Seitentext —
────────────────
Niki - Von allem ein Bisschen

Niki – Von allem ein Bisschen

Niki, ein junger Mann von 34 Jahren, erzählt von seiner Arbeitswelt. Zum Teil in der Welt des New Work daheim, zum Teil auch in der Welt des analogen Arbeitens – irgendwo dazwischen also.

Und so ist auch seine Sichtweise, aber hören Sie selber.

Dauer: 00:13:54

Veröffentlicht am: 20.12.2023

Transkript

Niki:
Wir sind in einer Zeit, wo eigentlich alles vorhanden und erreicht worden ist, was die letzten 100 Jahre die Menschheit auf die Beine gestellt hat. Und so wie ich den Job auch übernommen habe, im wirklichen Sinne, sehe ich uns alle so als ein bisschen der Verwalter der bereits aufgestellten Sachen.

Richard:
Lieber Niki, kannst du dich kurz vorstellen? Hallo,

Niki:
Ich bin der Niki. Ich bin 34 Jahre alt. Ich arbeite in Wien, plane aber bald wieder zurück nach Graz zu ziehen. Es hält mich nicht besonders viel in Wien und ich war jetzt sehr lange dort. Der Job ist nicht mehr das, was ich mir so ganz vorstelle.
────────────────
Zu erledigende Aufgaben —
[a] In welche Stadt will Niki laut Seitentext bald wieder zurückziehen?
[b] Schreibe den Seitentext über Niki nach seinem letzten Satz weiter.
────────────────
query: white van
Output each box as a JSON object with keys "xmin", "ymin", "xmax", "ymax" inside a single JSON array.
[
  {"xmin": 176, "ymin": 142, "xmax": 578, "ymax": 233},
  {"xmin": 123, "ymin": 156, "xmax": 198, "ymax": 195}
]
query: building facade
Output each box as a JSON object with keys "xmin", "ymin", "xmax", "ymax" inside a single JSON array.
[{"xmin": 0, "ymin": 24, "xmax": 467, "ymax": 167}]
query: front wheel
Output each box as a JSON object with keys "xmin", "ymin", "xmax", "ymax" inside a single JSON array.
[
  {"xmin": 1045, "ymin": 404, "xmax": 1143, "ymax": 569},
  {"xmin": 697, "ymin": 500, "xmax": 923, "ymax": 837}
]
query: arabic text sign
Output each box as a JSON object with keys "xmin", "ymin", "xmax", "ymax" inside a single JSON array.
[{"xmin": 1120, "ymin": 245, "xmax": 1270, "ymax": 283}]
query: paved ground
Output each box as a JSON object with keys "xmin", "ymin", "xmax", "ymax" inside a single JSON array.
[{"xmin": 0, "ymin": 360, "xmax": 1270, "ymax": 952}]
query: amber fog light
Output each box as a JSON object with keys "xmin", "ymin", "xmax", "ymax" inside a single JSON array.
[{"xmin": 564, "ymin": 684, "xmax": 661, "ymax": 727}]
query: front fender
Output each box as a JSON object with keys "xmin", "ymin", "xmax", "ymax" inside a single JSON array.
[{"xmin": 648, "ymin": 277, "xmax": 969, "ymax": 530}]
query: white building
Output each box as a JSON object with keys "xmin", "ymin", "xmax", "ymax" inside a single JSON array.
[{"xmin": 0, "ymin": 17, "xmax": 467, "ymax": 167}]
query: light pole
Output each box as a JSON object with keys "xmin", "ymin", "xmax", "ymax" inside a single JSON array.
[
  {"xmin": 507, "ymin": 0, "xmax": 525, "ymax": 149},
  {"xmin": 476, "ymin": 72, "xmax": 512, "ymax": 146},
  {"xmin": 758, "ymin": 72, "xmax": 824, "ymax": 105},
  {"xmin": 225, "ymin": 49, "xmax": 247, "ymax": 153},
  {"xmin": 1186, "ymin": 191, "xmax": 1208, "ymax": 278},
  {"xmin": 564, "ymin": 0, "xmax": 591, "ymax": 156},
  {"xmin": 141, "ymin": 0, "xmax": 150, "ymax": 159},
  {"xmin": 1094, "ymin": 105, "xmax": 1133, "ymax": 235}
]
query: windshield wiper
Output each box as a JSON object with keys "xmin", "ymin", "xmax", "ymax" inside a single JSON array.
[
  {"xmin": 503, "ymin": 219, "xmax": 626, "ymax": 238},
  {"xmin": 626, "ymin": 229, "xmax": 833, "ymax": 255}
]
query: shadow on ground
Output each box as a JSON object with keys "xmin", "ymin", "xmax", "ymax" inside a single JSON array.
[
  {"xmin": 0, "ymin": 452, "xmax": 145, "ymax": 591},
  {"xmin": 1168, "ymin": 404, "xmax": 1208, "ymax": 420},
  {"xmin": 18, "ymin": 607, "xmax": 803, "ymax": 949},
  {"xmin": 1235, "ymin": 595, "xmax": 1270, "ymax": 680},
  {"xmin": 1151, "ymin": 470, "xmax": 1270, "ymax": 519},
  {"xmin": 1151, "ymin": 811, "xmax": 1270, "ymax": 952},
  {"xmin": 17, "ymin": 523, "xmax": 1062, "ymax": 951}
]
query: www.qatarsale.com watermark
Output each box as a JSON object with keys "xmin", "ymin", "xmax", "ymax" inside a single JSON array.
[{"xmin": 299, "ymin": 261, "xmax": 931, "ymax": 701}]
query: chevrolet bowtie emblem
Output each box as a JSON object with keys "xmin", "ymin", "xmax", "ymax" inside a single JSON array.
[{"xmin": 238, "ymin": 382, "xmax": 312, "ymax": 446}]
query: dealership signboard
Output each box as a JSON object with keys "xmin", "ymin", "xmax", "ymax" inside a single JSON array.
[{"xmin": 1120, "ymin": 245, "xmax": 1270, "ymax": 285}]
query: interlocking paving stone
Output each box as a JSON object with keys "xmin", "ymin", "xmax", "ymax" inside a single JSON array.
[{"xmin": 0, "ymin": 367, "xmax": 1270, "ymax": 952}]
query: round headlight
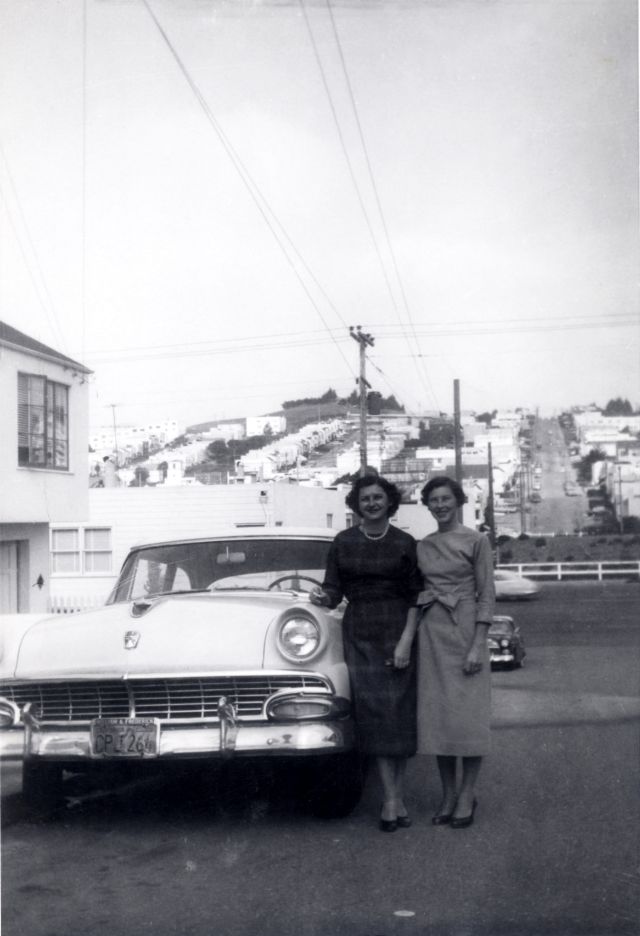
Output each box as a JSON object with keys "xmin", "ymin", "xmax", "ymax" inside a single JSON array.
[{"xmin": 279, "ymin": 617, "xmax": 320, "ymax": 660}]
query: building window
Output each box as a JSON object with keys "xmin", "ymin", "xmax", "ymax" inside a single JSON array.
[
  {"xmin": 18, "ymin": 374, "xmax": 69, "ymax": 470},
  {"xmin": 51, "ymin": 527, "xmax": 112, "ymax": 575}
]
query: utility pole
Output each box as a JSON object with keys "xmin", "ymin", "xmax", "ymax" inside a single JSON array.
[
  {"xmin": 349, "ymin": 325, "xmax": 375, "ymax": 477},
  {"xmin": 453, "ymin": 378, "xmax": 463, "ymax": 522},
  {"xmin": 487, "ymin": 442, "xmax": 496, "ymax": 547},
  {"xmin": 520, "ymin": 456, "xmax": 527, "ymax": 533},
  {"xmin": 617, "ymin": 465, "xmax": 624, "ymax": 533}
]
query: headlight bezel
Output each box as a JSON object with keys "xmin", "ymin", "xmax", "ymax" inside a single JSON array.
[{"xmin": 276, "ymin": 610, "xmax": 326, "ymax": 663}]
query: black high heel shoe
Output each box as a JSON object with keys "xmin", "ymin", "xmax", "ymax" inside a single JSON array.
[{"xmin": 450, "ymin": 799, "xmax": 478, "ymax": 829}]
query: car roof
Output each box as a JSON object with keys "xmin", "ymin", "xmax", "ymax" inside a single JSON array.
[{"xmin": 129, "ymin": 526, "xmax": 338, "ymax": 552}]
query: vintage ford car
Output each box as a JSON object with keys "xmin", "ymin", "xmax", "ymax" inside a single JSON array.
[
  {"xmin": 487, "ymin": 614, "xmax": 526, "ymax": 668},
  {"xmin": 0, "ymin": 528, "xmax": 362, "ymax": 815}
]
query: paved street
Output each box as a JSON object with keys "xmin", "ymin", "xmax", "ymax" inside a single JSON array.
[
  {"xmin": 2, "ymin": 582, "xmax": 640, "ymax": 936},
  {"xmin": 497, "ymin": 419, "xmax": 587, "ymax": 536}
]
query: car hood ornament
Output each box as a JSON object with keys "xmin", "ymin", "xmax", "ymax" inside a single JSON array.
[{"xmin": 124, "ymin": 631, "xmax": 140, "ymax": 650}]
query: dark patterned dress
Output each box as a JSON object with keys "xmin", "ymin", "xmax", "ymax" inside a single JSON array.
[{"xmin": 323, "ymin": 526, "xmax": 422, "ymax": 757}]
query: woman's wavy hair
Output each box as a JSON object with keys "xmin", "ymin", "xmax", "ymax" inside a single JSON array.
[
  {"xmin": 420, "ymin": 475, "xmax": 467, "ymax": 507},
  {"xmin": 345, "ymin": 474, "xmax": 402, "ymax": 517}
]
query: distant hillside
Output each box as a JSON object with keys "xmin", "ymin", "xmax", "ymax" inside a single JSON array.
[
  {"xmin": 265, "ymin": 401, "xmax": 355, "ymax": 432},
  {"xmin": 186, "ymin": 401, "xmax": 355, "ymax": 433},
  {"xmin": 498, "ymin": 533, "xmax": 640, "ymax": 563}
]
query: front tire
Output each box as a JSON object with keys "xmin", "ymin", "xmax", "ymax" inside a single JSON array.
[{"xmin": 22, "ymin": 760, "xmax": 63, "ymax": 813}]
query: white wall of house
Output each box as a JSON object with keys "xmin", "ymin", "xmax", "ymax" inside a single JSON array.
[
  {"xmin": 0, "ymin": 343, "xmax": 89, "ymax": 613},
  {"xmin": 0, "ymin": 346, "xmax": 89, "ymax": 524},
  {"xmin": 0, "ymin": 523, "xmax": 50, "ymax": 614}
]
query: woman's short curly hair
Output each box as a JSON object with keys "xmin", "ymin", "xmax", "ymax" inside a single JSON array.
[
  {"xmin": 420, "ymin": 475, "xmax": 467, "ymax": 507},
  {"xmin": 345, "ymin": 474, "xmax": 402, "ymax": 517}
]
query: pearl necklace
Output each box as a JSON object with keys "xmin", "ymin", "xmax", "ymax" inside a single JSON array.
[{"xmin": 360, "ymin": 523, "xmax": 389, "ymax": 541}]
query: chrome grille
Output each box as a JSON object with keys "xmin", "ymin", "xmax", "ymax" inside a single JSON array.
────────────────
Erwartete Antworten —
[a] Nach Graz.

[b]
Richard:
Was arbeitest du?

Niki:
Ich bin in einer Hausverwaltung.

Richard:
Full-Time, Part-Time? Ich

Niki:
Bin 30 Stunden in Wien und dann versuche ich hier in Graz noch nach anderen Sachen, nach dem Rechten zu schauen.

Richard:
Also in Summe fast ein Full-Time-Job?

Niki:
Ja, könnte man so sagen.

Richard:
Du gehörst zu, würde ich sagen, der späten Generation Z wahrscheinlich oder schon Millennials.

Niki:
Weißt du die Abgrenzung circa, wann das ist? Ich kenne mich da leider zu wenig aus. Gut,

Richard:
Auf jeden Fall, du bist viel jünger als ich. Ja. Und daher hast du auch einen ganz anderen Zugang zur Arbeit. Bei mir, bei meiner Generation war es so, dass Arbeiten mehr Lebensinhalt war und wir die Befriedigung im Arbeiten mehr gesucht haben oder so. Du bist viel jünger als deine Generation. Kannst du mir so allgemein sagen, natürlich kannst du nicht für alle sprechen, aber wie sieht man als junger Mensch heute das Arbeiten oder die Arbeit allgemein?

Niki:
Naja, das Arbeiten ist ja vielseitig. Das bringt nicht nur das Geld, das man zum Leben braucht, sondern es soll auch die Erfüllung wahrscheinlich bringen, mit seinem Leben etwas Sinnvolles anzufangen, gebraucht zu werden, etwas auf die Beine zu stellen. Ja. Und etwas zu hinterlassen, wenn man dann nicht mehr da ist.

Richard:
So, das war jetzt sehr allgemein. Das war sehr allgemein. Es soll so sein. Wie sieht das für dich oder für deine Generation aus?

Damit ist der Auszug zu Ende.